▶ **Dataset extract**
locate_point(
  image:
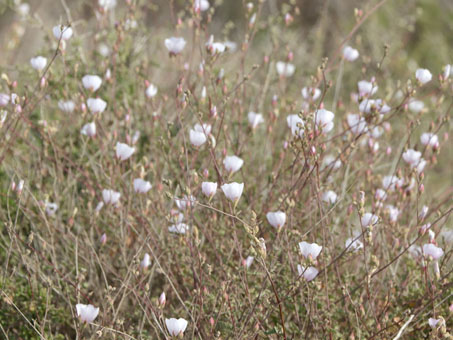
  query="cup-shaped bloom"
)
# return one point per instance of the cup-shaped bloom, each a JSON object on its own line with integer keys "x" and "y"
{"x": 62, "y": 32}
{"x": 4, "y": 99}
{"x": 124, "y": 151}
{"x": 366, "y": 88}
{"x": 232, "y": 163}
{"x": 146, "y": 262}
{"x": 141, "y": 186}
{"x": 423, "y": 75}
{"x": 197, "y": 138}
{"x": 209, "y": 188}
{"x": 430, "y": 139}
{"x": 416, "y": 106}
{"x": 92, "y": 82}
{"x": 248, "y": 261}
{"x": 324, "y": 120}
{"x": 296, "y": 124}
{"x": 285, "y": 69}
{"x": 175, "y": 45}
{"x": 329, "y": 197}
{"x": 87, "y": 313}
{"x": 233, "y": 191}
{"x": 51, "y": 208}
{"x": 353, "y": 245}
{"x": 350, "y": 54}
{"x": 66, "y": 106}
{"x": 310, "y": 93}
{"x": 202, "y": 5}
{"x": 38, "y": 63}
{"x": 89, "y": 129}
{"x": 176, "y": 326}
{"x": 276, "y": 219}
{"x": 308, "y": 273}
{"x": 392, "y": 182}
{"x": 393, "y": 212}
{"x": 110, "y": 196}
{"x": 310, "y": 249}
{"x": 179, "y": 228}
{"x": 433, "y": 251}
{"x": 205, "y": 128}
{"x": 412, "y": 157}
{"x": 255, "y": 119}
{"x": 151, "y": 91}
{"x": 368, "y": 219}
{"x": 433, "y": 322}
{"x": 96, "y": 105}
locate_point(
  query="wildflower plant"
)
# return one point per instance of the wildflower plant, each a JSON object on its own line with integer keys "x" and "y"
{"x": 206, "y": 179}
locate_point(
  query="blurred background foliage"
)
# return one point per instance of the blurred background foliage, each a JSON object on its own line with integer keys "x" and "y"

▶ **Written exercise**
Copy every line of the records above word for word, leaving out the pictures.

▶ **Worked answer**
locate_point(
  image:
  query="cup-shaped bloom"
)
# return one point per instance of the cup-shaped bloom, each a JSON object on its own line with integer keys "x" and "y"
{"x": 62, "y": 32}
{"x": 4, "y": 99}
{"x": 124, "y": 151}
{"x": 366, "y": 88}
{"x": 232, "y": 163}
{"x": 146, "y": 262}
{"x": 141, "y": 186}
{"x": 423, "y": 75}
{"x": 197, "y": 138}
{"x": 209, "y": 188}
{"x": 430, "y": 139}
{"x": 416, "y": 106}
{"x": 92, "y": 82}
{"x": 248, "y": 261}
{"x": 324, "y": 120}
{"x": 296, "y": 124}
{"x": 285, "y": 69}
{"x": 175, "y": 45}
{"x": 329, "y": 197}
{"x": 87, "y": 313}
{"x": 233, "y": 191}
{"x": 51, "y": 208}
{"x": 353, "y": 245}
{"x": 350, "y": 54}
{"x": 66, "y": 106}
{"x": 310, "y": 93}
{"x": 202, "y": 5}
{"x": 38, "y": 63}
{"x": 89, "y": 129}
{"x": 176, "y": 326}
{"x": 276, "y": 219}
{"x": 308, "y": 273}
{"x": 392, "y": 182}
{"x": 393, "y": 212}
{"x": 110, "y": 196}
{"x": 310, "y": 249}
{"x": 179, "y": 228}
{"x": 433, "y": 251}
{"x": 205, "y": 128}
{"x": 412, "y": 157}
{"x": 255, "y": 119}
{"x": 151, "y": 91}
{"x": 368, "y": 219}
{"x": 433, "y": 322}
{"x": 96, "y": 105}
locate_point(
  query="wildflower plant"
)
# return one point per instance of the wildflower plant, each a JSON object on its own line with integer keys "x" and "y"
{"x": 206, "y": 179}
locate_point(
  query="blurred background foliage"
)
# return one point per instance of the blurred background foliage, each a JSON object on its own line with integer keys "x" and "y"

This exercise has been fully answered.